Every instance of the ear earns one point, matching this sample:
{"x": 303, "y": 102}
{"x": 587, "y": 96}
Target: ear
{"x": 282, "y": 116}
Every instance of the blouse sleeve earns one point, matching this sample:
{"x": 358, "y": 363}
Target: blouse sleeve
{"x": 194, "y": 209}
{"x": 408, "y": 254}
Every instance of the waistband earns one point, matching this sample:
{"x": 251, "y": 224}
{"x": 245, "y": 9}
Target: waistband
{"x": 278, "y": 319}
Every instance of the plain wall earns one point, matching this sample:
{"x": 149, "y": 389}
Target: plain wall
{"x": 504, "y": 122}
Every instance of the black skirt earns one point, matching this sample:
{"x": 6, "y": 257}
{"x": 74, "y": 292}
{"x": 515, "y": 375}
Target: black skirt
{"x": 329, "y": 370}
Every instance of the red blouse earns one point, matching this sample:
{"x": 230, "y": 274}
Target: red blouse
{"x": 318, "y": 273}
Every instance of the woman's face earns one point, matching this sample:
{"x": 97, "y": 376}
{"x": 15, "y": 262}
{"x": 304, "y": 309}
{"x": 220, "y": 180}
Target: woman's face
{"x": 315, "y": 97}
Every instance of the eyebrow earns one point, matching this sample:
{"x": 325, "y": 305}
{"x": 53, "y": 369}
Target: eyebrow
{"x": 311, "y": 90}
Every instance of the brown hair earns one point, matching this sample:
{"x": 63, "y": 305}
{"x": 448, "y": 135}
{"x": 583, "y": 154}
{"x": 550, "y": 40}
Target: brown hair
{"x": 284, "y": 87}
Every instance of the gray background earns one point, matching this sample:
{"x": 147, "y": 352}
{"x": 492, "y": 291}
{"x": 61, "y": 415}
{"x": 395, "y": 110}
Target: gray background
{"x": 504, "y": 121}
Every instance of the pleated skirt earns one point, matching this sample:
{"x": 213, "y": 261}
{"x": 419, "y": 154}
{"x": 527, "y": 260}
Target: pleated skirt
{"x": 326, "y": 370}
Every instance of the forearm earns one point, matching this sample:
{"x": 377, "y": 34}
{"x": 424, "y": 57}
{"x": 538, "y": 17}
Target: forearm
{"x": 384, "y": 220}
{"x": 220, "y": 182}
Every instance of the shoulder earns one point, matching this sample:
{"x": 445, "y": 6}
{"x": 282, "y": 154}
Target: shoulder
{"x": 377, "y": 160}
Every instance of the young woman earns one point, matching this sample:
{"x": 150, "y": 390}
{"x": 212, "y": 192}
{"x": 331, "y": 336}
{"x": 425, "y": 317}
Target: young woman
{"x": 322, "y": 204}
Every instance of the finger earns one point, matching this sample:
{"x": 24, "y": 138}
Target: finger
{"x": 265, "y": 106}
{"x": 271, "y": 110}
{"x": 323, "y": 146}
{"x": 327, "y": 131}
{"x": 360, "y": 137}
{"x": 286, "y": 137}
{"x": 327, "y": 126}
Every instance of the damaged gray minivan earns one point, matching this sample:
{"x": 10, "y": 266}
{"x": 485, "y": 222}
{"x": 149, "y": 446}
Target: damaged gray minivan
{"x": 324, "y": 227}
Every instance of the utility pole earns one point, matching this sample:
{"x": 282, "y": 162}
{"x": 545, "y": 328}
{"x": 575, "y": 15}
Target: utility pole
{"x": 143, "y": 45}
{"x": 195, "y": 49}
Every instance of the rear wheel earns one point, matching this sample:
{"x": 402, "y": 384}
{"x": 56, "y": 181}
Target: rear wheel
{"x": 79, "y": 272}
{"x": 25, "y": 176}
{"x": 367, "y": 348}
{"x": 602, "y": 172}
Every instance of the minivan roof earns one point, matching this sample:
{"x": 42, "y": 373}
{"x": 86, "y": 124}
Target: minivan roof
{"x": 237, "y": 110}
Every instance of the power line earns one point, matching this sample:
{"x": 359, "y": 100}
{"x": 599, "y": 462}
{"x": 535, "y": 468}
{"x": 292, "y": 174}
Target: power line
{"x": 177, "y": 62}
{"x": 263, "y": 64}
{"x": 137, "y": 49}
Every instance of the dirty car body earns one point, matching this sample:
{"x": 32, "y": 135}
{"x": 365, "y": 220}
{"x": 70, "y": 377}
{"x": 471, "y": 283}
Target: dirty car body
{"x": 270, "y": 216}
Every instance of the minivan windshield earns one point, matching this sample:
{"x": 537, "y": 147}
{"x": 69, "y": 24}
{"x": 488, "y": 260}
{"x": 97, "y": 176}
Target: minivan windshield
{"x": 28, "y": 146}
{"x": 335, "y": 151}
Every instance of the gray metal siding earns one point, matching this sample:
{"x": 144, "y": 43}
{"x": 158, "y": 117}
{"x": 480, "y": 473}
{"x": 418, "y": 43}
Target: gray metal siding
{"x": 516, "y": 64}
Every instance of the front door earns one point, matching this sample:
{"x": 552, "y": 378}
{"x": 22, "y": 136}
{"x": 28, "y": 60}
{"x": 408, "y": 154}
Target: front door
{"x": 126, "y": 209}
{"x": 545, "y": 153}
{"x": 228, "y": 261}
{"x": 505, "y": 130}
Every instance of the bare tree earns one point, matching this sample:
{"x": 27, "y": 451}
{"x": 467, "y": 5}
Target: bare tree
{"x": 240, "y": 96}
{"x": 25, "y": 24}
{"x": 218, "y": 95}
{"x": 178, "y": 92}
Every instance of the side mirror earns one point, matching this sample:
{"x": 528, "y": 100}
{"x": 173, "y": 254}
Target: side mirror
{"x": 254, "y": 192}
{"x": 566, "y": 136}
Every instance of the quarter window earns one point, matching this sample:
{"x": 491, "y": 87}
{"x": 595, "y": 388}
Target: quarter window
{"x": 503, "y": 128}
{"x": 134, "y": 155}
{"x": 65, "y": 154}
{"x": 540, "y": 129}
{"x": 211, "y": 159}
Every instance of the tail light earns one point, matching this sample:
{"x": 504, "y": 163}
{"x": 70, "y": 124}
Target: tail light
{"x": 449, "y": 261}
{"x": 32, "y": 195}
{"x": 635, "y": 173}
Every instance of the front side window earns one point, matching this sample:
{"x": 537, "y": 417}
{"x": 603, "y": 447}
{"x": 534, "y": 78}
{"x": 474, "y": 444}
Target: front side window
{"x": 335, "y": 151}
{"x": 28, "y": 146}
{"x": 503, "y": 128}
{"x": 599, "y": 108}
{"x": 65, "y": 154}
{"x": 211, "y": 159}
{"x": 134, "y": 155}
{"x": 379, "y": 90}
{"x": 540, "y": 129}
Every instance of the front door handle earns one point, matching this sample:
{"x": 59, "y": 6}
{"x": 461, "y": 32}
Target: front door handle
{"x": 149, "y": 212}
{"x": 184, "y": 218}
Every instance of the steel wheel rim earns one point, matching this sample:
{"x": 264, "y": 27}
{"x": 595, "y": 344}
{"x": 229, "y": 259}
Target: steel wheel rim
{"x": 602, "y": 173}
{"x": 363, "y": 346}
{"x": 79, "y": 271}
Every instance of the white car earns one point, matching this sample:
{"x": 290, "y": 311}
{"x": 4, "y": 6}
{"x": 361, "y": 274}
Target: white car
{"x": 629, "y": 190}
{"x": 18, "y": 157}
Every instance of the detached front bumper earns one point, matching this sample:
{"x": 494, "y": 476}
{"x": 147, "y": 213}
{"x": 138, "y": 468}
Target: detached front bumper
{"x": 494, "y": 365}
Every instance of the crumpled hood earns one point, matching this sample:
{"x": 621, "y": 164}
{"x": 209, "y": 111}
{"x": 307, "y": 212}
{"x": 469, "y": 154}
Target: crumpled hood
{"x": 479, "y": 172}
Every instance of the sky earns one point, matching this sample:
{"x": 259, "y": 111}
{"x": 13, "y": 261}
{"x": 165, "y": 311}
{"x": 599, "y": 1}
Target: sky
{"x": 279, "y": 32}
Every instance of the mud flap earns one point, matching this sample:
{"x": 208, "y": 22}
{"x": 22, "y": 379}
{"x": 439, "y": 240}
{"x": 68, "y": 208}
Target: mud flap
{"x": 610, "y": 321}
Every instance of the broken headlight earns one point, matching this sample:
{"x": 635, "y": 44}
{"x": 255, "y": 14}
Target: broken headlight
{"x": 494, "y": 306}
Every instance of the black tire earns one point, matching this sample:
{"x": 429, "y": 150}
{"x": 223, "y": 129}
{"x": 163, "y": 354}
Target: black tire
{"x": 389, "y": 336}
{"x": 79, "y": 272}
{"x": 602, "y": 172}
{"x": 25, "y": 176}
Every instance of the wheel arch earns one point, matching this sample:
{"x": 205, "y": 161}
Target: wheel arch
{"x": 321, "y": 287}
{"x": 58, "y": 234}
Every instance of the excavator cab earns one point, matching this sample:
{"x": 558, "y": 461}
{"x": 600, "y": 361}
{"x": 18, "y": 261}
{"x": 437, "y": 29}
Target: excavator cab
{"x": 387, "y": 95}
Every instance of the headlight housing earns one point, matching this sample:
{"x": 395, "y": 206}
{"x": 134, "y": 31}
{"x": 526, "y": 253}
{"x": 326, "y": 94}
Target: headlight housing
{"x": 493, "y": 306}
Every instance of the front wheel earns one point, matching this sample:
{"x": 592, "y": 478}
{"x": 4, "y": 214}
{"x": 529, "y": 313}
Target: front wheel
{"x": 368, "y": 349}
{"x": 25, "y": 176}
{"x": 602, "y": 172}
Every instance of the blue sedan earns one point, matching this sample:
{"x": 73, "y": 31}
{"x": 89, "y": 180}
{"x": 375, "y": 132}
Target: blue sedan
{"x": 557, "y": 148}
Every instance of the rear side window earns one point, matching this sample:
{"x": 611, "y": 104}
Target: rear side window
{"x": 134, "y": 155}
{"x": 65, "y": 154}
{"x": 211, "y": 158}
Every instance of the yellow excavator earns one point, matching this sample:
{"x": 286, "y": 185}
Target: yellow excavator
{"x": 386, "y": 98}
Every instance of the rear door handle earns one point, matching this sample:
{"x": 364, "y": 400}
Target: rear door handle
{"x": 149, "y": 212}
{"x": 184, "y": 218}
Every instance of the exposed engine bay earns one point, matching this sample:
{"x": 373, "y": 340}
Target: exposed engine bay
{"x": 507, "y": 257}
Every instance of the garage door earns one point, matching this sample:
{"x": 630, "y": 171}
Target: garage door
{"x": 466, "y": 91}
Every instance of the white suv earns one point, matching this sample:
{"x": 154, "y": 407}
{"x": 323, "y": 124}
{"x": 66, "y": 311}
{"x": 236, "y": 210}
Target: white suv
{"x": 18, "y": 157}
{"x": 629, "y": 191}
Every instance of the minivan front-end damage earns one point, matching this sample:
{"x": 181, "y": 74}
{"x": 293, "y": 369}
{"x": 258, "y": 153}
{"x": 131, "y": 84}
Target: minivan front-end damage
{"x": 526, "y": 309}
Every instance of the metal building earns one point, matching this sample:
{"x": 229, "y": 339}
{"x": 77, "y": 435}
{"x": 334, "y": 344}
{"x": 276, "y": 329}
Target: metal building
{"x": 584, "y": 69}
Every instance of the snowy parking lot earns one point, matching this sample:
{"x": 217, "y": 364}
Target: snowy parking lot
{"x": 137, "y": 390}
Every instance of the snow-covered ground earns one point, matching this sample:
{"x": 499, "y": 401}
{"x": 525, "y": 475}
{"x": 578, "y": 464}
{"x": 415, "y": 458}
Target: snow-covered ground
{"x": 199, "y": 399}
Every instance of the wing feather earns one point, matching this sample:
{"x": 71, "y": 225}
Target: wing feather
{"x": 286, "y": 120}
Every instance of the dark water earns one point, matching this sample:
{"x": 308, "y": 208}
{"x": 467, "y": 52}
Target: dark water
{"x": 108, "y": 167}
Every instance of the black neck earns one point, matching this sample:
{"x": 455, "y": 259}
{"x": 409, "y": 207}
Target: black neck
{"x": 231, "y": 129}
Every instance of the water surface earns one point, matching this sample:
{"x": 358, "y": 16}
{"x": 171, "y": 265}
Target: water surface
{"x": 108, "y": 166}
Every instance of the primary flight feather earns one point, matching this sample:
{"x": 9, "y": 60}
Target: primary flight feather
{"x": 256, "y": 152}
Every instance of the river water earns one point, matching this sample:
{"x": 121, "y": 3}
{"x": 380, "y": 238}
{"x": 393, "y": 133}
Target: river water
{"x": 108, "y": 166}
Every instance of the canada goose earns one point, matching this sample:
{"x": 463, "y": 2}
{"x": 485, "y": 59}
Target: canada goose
━━━━━━━━━━━━━━━━━━━━
## What the task asks
I need every line of the data that has the word "canada"; please list them.

## Solution for this task
Every instance of the canada goose earns one point, matching this sample:
Target: canada goose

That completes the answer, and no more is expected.